> GOAL:
Copy the data below word for word, reproducing every line without any change.

==== RECORDS PROVIDED

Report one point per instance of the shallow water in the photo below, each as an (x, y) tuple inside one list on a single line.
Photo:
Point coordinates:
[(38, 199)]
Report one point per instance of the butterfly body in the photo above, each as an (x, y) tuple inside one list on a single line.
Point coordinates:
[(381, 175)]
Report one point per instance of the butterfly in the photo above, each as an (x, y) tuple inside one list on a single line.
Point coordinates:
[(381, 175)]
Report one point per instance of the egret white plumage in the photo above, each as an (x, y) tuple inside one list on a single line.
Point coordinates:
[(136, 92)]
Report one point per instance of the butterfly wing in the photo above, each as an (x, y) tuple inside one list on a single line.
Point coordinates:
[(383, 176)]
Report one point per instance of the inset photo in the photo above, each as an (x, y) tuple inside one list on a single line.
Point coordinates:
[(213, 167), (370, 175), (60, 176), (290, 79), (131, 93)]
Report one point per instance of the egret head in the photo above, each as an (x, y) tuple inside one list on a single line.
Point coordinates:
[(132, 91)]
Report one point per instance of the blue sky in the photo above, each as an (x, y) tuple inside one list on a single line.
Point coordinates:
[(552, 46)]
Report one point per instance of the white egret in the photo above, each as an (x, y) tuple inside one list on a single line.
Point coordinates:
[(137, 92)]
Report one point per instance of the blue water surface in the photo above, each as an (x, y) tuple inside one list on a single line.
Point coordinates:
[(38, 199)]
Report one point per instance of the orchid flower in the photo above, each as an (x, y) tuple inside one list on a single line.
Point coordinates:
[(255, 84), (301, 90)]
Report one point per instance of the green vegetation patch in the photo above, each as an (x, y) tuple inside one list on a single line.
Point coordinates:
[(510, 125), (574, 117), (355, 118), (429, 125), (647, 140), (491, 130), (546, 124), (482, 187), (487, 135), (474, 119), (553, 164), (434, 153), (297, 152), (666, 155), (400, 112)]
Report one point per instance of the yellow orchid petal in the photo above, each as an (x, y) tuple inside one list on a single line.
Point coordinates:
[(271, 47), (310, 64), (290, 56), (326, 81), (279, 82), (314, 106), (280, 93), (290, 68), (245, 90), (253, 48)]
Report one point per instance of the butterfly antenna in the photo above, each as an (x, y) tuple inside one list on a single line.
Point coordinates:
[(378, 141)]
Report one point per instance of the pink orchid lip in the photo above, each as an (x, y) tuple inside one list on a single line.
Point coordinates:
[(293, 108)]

========

> REPLY:
Report one point per instance of the shallow water in the photo below, each as an (x, y) tuple inside one list on a single line.
Photo:
Point coordinates:
[(38, 199)]
Report one point per instance of the butterfly body in the photo above, each as an (x, y) tuple inside one list on a single line.
Point coordinates:
[(381, 175)]
Report one point per instance of the butterfly in the photo above, each as an (x, y) tuple inside one list on a single line.
Point coordinates:
[(381, 175)]
Report one point per instance of the egret white plumage in the photo above, each as an (x, y) tuple inside one list on a single line.
Point coordinates:
[(136, 92)]
Report one point per instance of the butterfly wing in the photo above, each as an (x, y) tuple inside one list on a single line.
Point coordinates:
[(383, 176)]
Report one point per instance of the inset photo in the photo above, each as an (x, y) tuple inside one list on a single line.
Point coordinates:
[(213, 167), (370, 175), (60, 176), (290, 79), (131, 93)]
Report one point per instance of the egret head in the photo above, each as an (x, y) tuple inside one list on a single line.
Point coordinates:
[(132, 91)]
Report one point per instance of the blue sky in the photo above, each as an (x, y) tuple inside one list on a single line.
Point coordinates:
[(552, 46)]
Report one point per instance of the white egret in the photo above, each as an (x, y) tuple inside one list on a single line.
Point coordinates:
[(137, 92)]
Report one point per instance of the blue water surface in the photo above, each as an (x, y) tuple inside one list on a single line.
Point coordinates:
[(38, 199)]
Report one point per instance of the orchid flower in the photo above, each as an (x, y) tuple inside one list on a single line.
Point coordinates:
[(255, 84), (301, 90)]
Report one point per instance of the green vegetation patch in the photo above, each as an (x, y) tuple inside one list on a single line.
Point coordinates:
[(510, 125), (574, 117), (355, 118), (429, 125), (647, 140), (491, 130), (546, 124), (482, 187), (487, 135), (474, 119), (553, 164), (434, 153), (297, 152), (666, 155), (400, 112)]
Report one point per instance of the yellow orchid petal in the photo above, each as an (x, y) tuple inside one list on a single line.
Point coordinates:
[(271, 47), (310, 64), (290, 56), (326, 81), (279, 82), (314, 106), (280, 93), (290, 68), (245, 90), (253, 48)]
Report one point per instance of the butterfly antenna in the photo above, each as an (x, y) tuple inside one list on a single line.
Point coordinates:
[(378, 141)]
Report one point per instance of the pink orchid lip in the photo above, each as an (x, y) tuple inside one list on a single line.
Point coordinates:
[(293, 108)]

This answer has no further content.